GFS Backup Explained! (Grandfather-Father-Son Backup)

by Guest Author on May 30, 2011

in Articles, Guest Posts, Hardware, Security, Software

The most critical – but least appreciated – part of any IT admin’s job has to be data backup. Nobody notices when you do it right, but everyone hates you if you do it wrong.

Few people understand the skill and experience required to keep critical business data protected. Too often, people just assume that it’s just a matter of copying files to a tape and sending it away. But you know better than that.

For example, there are a number of critical business requirements which must be accounted for as part of every backup plan. Probably the most important of these has to do with the long-term retention and protection of business data.

Since it would be impractical and far too expensive to simply create a new backup every day, most IT admins only keep a small number of backups on file. Usually, 7 or 30 days worth. After making 30 daily backups on 30 different backup tapes, the oldest one will then be wiped out and recycled as the most recent backup. From here, the cycle continues forever.

(Dataset):
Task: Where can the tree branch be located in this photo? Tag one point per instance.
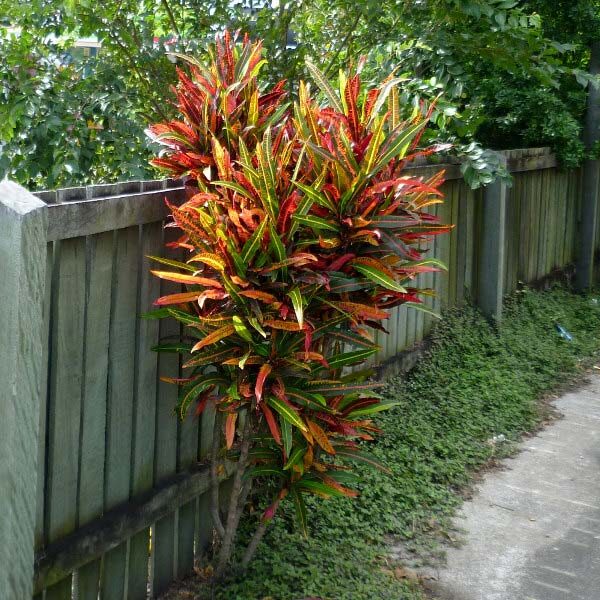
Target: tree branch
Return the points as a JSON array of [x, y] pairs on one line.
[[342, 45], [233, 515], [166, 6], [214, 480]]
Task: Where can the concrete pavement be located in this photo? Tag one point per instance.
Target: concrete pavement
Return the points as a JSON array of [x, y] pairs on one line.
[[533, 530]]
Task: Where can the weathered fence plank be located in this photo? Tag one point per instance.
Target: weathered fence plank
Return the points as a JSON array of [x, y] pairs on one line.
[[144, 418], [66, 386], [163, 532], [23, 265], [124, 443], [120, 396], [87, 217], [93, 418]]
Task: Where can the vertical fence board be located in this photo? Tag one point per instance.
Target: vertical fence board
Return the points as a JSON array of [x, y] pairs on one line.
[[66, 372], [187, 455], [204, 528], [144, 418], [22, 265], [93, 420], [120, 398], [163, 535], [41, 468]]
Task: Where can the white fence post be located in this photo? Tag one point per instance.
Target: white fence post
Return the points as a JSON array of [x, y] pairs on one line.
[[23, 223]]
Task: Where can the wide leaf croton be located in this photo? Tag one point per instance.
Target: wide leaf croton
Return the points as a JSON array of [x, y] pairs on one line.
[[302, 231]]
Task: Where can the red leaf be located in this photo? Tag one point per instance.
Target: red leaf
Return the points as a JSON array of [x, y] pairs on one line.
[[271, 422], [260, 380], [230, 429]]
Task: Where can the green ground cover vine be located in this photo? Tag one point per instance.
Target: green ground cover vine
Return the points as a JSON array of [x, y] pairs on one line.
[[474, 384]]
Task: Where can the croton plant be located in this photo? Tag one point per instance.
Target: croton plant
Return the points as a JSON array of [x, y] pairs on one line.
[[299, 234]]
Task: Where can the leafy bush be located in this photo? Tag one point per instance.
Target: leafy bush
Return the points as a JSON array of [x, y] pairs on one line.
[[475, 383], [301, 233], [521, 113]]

---

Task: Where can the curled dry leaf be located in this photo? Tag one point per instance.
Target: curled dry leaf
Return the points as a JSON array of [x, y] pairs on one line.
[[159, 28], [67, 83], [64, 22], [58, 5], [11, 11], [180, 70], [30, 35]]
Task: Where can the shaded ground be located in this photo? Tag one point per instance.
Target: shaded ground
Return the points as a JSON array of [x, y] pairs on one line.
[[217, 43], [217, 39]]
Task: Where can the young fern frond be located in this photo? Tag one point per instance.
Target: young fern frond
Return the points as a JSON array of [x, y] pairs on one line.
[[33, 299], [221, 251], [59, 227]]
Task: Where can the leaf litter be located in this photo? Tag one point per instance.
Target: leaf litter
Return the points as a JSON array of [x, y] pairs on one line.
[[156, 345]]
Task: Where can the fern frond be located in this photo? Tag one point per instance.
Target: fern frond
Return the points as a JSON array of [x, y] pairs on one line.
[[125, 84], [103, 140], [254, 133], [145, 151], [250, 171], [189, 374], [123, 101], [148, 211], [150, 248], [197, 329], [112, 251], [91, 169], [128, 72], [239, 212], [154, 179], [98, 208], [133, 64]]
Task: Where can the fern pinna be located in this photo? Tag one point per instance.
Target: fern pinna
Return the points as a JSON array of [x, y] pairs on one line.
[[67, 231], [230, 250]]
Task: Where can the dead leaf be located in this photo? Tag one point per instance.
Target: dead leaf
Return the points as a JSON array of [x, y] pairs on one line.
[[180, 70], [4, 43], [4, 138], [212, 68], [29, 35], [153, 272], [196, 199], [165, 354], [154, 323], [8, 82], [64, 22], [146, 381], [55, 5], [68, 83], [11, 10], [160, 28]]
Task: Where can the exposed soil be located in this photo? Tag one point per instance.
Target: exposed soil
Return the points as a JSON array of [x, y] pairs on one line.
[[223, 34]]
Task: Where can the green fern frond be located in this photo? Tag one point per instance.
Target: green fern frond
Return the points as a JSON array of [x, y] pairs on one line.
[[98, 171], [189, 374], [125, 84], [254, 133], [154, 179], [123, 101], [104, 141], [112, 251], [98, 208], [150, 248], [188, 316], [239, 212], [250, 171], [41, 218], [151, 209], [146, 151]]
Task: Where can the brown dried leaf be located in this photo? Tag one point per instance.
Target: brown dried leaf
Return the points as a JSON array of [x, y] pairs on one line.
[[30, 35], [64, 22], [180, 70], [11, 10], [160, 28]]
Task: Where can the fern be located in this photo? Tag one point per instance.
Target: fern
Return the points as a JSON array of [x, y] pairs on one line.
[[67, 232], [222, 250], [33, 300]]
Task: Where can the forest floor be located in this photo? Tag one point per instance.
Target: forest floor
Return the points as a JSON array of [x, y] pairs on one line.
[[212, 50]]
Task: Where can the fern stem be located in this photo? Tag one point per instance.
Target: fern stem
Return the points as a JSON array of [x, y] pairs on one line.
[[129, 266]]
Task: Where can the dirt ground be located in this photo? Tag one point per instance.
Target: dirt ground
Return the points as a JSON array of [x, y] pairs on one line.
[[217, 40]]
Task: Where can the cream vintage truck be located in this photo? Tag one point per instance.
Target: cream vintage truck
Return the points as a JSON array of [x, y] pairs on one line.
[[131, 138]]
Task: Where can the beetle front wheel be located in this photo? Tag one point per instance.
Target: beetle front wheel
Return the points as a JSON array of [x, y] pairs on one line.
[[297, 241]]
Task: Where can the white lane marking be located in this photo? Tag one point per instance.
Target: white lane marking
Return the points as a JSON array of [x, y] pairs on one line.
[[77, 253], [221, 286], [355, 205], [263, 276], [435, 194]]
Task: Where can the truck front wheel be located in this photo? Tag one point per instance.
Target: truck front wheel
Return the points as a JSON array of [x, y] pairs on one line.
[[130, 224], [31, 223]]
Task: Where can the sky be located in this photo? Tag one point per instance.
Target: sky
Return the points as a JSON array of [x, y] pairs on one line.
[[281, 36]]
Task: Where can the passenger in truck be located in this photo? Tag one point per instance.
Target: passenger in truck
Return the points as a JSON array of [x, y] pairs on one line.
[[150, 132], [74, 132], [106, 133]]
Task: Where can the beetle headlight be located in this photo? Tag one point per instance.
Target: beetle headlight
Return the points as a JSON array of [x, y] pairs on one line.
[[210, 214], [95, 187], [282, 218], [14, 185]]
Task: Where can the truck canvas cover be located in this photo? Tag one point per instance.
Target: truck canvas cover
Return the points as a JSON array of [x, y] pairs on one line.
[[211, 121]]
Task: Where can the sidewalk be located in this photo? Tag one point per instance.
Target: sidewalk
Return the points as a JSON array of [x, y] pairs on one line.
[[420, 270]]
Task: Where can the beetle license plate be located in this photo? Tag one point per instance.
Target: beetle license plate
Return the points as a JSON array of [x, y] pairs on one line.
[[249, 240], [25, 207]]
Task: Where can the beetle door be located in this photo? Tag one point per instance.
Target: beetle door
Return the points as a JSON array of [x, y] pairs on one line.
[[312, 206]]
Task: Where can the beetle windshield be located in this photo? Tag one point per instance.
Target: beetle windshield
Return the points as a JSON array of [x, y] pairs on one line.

(Problem set):
- A) Answer these questions from the GFS backup article, each on its own line:
(i) On what date was the article posted?
(ii) Which part of an IT admin's job does the article call the most critical but least appreciated?
(iii) After 30 daily backups on 30 tapes, what happens to the oldest one?
- B) Return the stretch of the GFS backup article from "For example, there" through "of business data.", copied word for word.

(Solved problems):
- A)
(i) May 30, 2011
(ii) Data backup
(iii) It is wiped out and recycled as the most recent backup.

- B)
For example, there are a number of critical business requirements which must be accounted for as part of every backup plan. Probably the most important of these has to do with the long-term retention and protection of business data.